SELECTION

- - -

[Date Prev][Date Next][Thread Prev][Thread Next][Date Index][Thread Index]

Re: [ddlm-group] Dictionary conformance (was Re: Second proposal toallow looping of 'Set' categories)

 

Dear James and Colleagues,

 

I agree that we should not require data files to replicate in audit_conform the imports performed by the dictionaries with which they specify direct conformance.  Thus, I agree that in the example presented, it is sufficient to specify conformance with just magcif and pdcif, omitting core_cif, etc..  I see no reason to forbid data files from specifying additional dictionary conformance, however, such as if the example also declared direct conformance with the core.  I don’t think such a prohibition is intended, but my agreement is predicated on that understanding.

 

Complications may arise if audit_conform rows designate conformance with dictionary versions (via _audit_conform.dict_version) that rely on different versions of the same dictionary, or if one directly designates conformance with a different version of a dictionary (maybe cif_core) than other dictionaries it claims conformance with rely upon.  I am prepared to ignore that issue, however, on the basis that a CIF presenting such conformance assertions is inconsistent.  In such a case there is anyway a reasonable chance that the import semantics described would yield a combined dictionary suitable for validating the data file.

 

I also observe that when a data file documents conformance with a specific dictionary version, that seems to require the corresponding notional _import.get element to identify the target dictionary by a URI referencing the specific version designated.  That information could be drawn from _audit_conform.dict_location, if that is provided, but my understanding is that there is (or was or should have been) an online registry maintained by IUCr for identifying dictionary locations from name and version (see http://www.iucr.org/__data/iucr/lists/cif-developers/msg00044.html, section 2).  I do not recommend that reliance on such a registry be explicitly written into the DDLm definition of audit_conform; rather, I suggest that the means by which the needed dictionary is identified be left unspecified, as indeed it is in the DDL1 core.

 

 

Regards,

 

John

 

 

From: ddlm-group [mailto:ddlm-group-bounces@iucr.org] On Behalf Of James Hester
Sent: Wednesday, June 15, 2016 7:19 PM
To: Group finalising DDLm and associated dictionaries <ddlm-group@iucr.org>
Subject: Re: [ddlm-group] Dictionary conformance (was Re: Second proposal to allow looping of 'Set' categories)

 

I agree that audit_conform must be looped. In order to write the definition we must answer some questions about the semantic interpretation of multiple dictionaries.  To make this concrete, let's suppose that we have a powder diffraction result that reports a magnetic structure.  This datablock will have items from pd_cif and mag_cif.  Both pd_cif and mag_cif internally import core_cif, as well as templ_enum and templ_attr.

Which of these dictionaries appear in the audit_conform loop?  I think it should be pd_cif and mag_cif, and that the semantic interpretation is as if there was a virtual dictionary with an import.get in 'Full' mode of the listed dictionaries into its HEAD category.  For our example, it would be as if the following lines were present in the virtual dictionary HEAD, where the "file" entries point to the precise URL given in _audit_conform:

_import.get [{"file":magcif.dic "save":MAGCIF "mode":Full "dupl":Ignore "miss":Exit}
             {"file":pdcif.dic  "save":PDCIF  "mode":Full "dupl":Ignore "miss":Exit}]               

 

Note that we must have "dupl":Ignore (or Replace) in order to account for the fact that core_cif definitions will be notionally present in both dictionaries.

- - -

ENTRIES

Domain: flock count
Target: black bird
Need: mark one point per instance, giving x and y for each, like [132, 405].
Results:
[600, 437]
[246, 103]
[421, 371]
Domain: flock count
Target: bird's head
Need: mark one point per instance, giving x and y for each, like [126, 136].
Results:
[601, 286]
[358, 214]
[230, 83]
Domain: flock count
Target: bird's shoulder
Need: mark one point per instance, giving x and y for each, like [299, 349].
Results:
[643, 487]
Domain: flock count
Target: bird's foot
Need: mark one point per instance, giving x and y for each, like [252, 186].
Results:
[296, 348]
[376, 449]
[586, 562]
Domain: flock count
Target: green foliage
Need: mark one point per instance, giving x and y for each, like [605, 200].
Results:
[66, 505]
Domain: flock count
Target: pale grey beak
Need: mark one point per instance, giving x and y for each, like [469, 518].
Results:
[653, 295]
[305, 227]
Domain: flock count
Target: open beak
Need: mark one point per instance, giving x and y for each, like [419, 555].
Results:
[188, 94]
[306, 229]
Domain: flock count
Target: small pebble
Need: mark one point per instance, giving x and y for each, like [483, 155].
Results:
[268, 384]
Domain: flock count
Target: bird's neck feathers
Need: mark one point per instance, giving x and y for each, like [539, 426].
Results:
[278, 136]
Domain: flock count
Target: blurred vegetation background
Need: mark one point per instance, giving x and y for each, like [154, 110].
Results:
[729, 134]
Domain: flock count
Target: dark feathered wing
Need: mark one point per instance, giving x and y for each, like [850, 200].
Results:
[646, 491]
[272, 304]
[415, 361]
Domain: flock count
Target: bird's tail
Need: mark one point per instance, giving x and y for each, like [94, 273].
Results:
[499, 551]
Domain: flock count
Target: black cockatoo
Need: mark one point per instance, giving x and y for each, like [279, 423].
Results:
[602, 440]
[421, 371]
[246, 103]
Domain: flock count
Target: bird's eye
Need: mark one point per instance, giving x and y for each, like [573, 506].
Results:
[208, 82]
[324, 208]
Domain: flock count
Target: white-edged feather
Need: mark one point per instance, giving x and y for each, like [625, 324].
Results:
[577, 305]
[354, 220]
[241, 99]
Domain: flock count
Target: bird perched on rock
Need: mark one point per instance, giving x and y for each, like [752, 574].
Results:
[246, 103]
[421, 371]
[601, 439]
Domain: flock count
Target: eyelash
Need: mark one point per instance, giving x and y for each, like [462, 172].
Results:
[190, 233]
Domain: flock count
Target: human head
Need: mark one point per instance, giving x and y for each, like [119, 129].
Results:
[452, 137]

- - -

WORK INSTRUCTIONS
Condense the paragraph in the dictionary conformance message that begins "I also observe that when a data file" into a short bulleted list that keeps its main points.

THE RESPONSE
- When a data file documents conformance with a specific dictionary version, the corresponding notional _import.get element seems to need a URI that references that specific version.
- That URI could come from _audit_conform.dict_location, if provided.
- There is (or was, or should have been) an online IUCr registry for finding dictionary locations by name and version (http://www.iucr.org/__data/iucr/lists/cif-developers/msg00044.html, section 2).
- Reliance on such a registry should not be written explicitly into the DDLm definition of audit_conform.
- Instead, the means of identifying the needed dictionary should be left unspecified, as it is in the DDL1 core.